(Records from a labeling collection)

— START —

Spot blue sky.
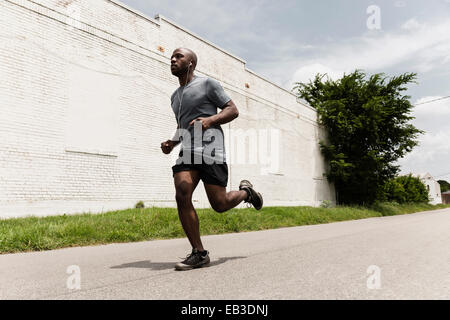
[121,0,450,181]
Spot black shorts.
[172,153,228,187]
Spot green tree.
[379,175,430,203]
[293,70,422,204]
[438,180,450,192]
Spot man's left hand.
[189,117,213,130]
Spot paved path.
[0,209,450,300]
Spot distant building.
[413,172,442,204]
[442,191,450,204]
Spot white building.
[0,0,335,218]
[413,172,442,204]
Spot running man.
[161,48,263,270]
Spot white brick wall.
[0,0,334,217]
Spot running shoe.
[175,249,210,271]
[239,180,263,210]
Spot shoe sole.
[175,257,211,271]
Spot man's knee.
[211,201,228,213]
[175,184,192,205]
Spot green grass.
[0,203,450,254]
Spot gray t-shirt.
[171,76,231,162]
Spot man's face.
[170,49,191,77]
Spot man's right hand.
[161,140,175,154]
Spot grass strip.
[0,203,450,254]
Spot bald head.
[173,48,198,70]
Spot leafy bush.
[293,70,423,205]
[135,201,145,209]
[378,175,430,203]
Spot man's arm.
[161,129,180,154]
[189,100,239,129]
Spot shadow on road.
[111,257,247,270]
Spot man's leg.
[174,171,204,251]
[204,183,248,213]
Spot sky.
[121,0,450,181]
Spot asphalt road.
[0,209,450,300]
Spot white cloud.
[402,18,423,30]
[399,97,450,179]
[291,19,450,82]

— END —

Exercise description. Copy every line of the records above word for word, leaving out the pictures.

Task result.
Spot blue sky.
[121,0,450,181]
Spot black shorts.
[172,153,228,187]
Spot green tree.
[379,175,430,203]
[293,70,422,204]
[438,180,450,192]
Spot man's left hand.
[189,117,213,130]
Spot paved path.
[0,209,450,300]
Spot distant building.
[413,172,442,204]
[442,191,450,204]
Spot white building.
[0,0,335,218]
[413,172,442,204]
Spot running man.
[161,48,263,270]
Spot white brick wall.
[0,0,334,217]
Spot running shoe.
[175,249,210,271]
[239,180,263,210]
Spot shoe sole.
[175,257,211,271]
Spot man's knee.
[211,201,228,213]
[175,184,192,205]
Spot green grass.
[0,203,450,254]
Spot gray t-shirt.
[171,76,231,162]
Spot man's face.
[170,49,191,77]
Spot man's right hand.
[161,140,175,154]
Spot grass strip.
[0,203,450,254]
Spot bald head.
[173,48,198,70]
Spot leafy bush.
[293,70,423,205]
[135,201,145,209]
[378,175,430,203]
Spot man's arm.
[161,129,180,154]
[189,100,239,129]
Spot shadow on road.
[111,257,247,270]
Spot man's leg.
[174,171,204,251]
[204,183,248,213]
Spot sky.
[121,0,450,181]
Spot asphalt road.
[0,209,450,300]
Spot white cloud.
[402,18,423,30]
[399,97,450,179]
[291,19,450,82]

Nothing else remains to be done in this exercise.